## TEXT EXCERPT
Squash Magazine Articles
by Michael Schumacher, DPM, FACFAS
The alarm goes off, and you sit up in bed, still half asleep. As you stand, you feel a piercing pain in your heel. You groan, as this has been going on for about 6 weeks. Your significant other looks at you like you are 120 years old. Sure, you have been increasing your squash training for the big tournament, but why do your heels hurt so much? As you hobble to the kitchen to put the coffee on, you wonder what is causing this awful pain, and what can you do about it?
This condition is called plantar fasciitis, the most common cause of foot pain in all athletes and quite common in squash players. The disease was diagnosed over two million times last year--excluding the number of people still out there limping.
Generally, an athlete with Plantar Fasciitis has a history of heel pain, often occurring first thing in the morning or after a period of rest. Sometimes the athlete complains of pain in the Achilles tendon insertion at the back of the heel. The pain usually decreases after a few minutes of walking and may return, depending on the level of activity. X-rays often reveal a heel spur, which is a symptom of the disease and rarely the main cause of the pain.
Basically, Plantar Fasciitis is an overuse injury. The repetitive pounding up and down the squash court can cause this. Additional factors could include a sudden increase in the amount of training, a change in training surface, and poor shoe gear (how old are those squash shoes, anyway?). Biomechanical factors also play a role in Plantar Fasciitis. Athletes with flat feet (over pronators) and those with high arches (over supinators) can be unusually susceptible to Plantar Fasciitis.
To understand Plantar Fasciitis, it helps to have a grasp on the specific anatomy of the foot. The plantar fascia is a tough, fibrous band that lies deep to the skin on the sole of your foot. It begins at the bottom of your heel bone (calcaneus), and attaches at the balls of your feet (metatarsal-phalangeal joints). Some fibers may extend from the bottom of the heel to the back of the heel, joining fibers from the achilles tendon. It both supports and protects the deeper structures of the foot, such as muscle, blood vessels, bone and nerves.
In a nutshell, Plantar Fasciitis is an inflammation of the plantar fascia at its insertion on the heel bone.
Treatment of Plantar Fasciitis is divided into two methods, conservative and surgical. Before anyone panics, conservative care is successful in over 90% of cases.

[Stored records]
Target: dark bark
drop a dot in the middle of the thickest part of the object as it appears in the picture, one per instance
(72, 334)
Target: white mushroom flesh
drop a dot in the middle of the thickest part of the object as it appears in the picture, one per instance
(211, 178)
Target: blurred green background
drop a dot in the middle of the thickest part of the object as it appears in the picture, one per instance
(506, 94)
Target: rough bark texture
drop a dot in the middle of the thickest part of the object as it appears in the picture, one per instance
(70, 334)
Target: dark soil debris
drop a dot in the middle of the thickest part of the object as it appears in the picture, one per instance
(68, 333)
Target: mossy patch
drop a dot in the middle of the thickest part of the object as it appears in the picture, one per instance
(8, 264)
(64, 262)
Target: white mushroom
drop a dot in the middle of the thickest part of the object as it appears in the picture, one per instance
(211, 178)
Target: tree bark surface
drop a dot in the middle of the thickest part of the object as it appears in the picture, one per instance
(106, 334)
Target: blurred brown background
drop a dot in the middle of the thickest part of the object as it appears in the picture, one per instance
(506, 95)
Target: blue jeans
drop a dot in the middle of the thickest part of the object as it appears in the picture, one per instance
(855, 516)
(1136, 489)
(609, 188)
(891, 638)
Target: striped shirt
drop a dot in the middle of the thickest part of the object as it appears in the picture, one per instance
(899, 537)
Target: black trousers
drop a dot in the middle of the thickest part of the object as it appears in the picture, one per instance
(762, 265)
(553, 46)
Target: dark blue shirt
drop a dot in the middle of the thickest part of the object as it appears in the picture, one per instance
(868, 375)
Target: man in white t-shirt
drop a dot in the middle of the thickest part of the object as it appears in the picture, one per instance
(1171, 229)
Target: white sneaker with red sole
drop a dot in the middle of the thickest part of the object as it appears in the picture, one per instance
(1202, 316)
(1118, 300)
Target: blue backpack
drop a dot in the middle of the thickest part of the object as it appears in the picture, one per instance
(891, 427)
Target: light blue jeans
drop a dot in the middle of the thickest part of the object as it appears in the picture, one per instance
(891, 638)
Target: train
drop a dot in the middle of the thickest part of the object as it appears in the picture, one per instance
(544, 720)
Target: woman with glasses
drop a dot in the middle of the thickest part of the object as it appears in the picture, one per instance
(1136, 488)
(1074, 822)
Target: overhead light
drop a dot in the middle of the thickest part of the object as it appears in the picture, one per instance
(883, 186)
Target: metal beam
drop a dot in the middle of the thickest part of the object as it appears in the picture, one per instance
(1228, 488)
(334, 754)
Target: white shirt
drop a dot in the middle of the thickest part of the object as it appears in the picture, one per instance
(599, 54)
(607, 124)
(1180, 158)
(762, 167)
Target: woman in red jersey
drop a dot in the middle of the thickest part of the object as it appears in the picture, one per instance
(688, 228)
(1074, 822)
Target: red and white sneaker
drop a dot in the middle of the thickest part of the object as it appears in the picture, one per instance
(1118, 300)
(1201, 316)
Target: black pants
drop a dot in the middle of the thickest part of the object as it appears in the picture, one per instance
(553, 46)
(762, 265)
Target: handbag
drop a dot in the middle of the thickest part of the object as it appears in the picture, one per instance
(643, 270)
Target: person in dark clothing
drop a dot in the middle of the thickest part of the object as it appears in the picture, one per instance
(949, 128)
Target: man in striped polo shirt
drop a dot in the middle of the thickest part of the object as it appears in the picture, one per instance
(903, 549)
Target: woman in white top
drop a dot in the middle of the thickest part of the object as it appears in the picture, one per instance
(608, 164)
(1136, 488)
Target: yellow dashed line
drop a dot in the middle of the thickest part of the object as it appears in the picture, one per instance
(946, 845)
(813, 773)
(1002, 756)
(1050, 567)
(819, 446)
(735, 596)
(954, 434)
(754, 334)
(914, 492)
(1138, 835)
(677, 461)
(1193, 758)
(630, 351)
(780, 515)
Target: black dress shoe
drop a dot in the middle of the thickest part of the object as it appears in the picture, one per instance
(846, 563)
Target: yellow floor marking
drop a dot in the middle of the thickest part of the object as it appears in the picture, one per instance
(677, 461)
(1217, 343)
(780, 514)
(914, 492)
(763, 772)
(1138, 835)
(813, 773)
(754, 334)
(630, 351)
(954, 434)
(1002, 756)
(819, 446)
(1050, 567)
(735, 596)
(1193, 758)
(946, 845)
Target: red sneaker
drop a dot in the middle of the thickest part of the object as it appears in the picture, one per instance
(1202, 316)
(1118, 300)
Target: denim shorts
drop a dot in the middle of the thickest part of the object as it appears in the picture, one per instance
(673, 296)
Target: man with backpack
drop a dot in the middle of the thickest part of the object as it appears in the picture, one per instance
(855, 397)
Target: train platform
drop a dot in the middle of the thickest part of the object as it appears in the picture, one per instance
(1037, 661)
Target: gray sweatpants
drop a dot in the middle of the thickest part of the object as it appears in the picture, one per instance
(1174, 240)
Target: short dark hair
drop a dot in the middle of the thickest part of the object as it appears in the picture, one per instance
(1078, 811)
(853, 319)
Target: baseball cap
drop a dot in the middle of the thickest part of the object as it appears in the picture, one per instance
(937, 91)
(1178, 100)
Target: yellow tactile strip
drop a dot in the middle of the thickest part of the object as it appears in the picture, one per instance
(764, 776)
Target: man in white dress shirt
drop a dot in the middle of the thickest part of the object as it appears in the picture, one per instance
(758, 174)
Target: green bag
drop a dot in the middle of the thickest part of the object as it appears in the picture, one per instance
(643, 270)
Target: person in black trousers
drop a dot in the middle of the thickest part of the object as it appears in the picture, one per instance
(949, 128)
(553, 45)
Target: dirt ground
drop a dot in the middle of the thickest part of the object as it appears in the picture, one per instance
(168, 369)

## ACTIVITY 1
Name the deeper structures of the foot that the plantar fasciitis article says the plantar fascia both supports and protects.
## ACTIVITY 2
In the plantar fasciitis article, in what share of cases is conservative care successful?
## ACTIVITY 3
Please resume the plantar fasciitis article, picking up right after its final sentence.

## OUTPUT 1
Muscle, blood vessels, bone and nerves.

## OUTPUT 2
In over 90% of cases.

## OUTPUT 3
Conservative care is primarily concerned with decreasing the inflamed plantar fascia if after six months the conservative care has not relieved the pain, surgical management could be necessary. The surgery removes the tension on the plantar fascia (and the accompanying pain) by cutting it at its attachment at the bottom of the heel bone. As with knee surgery, there are both "open" and "scope" (endoscopic) surgeries that may be performed. The last point is this: if you are suffering from this type of pain, find a physician who has experience in treating it.
Plantar Fasciitis: Conservative Care
Rest and a decrease in activity are a good place to start. Cycling and swimming are two excellent nonweightbearing alternatives.
Ice therapy is an effective anti-inflammatory agent. Patients should ice their heel after activity or in the evening. 15 minutes on, 15 minutes off, repeating twice. Be careful about leaving the ice on too long, as frostbite could develop.
Ibuprofen and other NSAID's also are good antiinflammatory agents. As always with Ibuprofen, it is important to take it with food to avoid stomach upset and to take it as directed.
Stretching the achilles tendon and the plantar fascia are very important to help decrease tension in the fascia.
Avoid walking barefoot. Walking without shoes or sneakers leaves your arch unsupported, causing undo stretching and strain on your plantar fascia, thereby increasing the level of inflammation and pain. Drastically decrease the amount of time spent barefoot and make sure supportive shoes are worn at all times.
Cortisone injections also are very effective in reducing the inflamed area. A series of three at most is what I recommend.
Custom molded orthotics help in cases where the pain is caused by biomechanical imbalances. Custom orthotics are a simple non surgical way to control the abnormal biomechanics that are often the underlying cause of plantar fasciitis.
Night splints, utilized to keep the tension off the plantar fascia while sleeping, are another device to resolve the pain.
Casts, with no weightbearing for two to four weeks, are the last resorts of conservative care.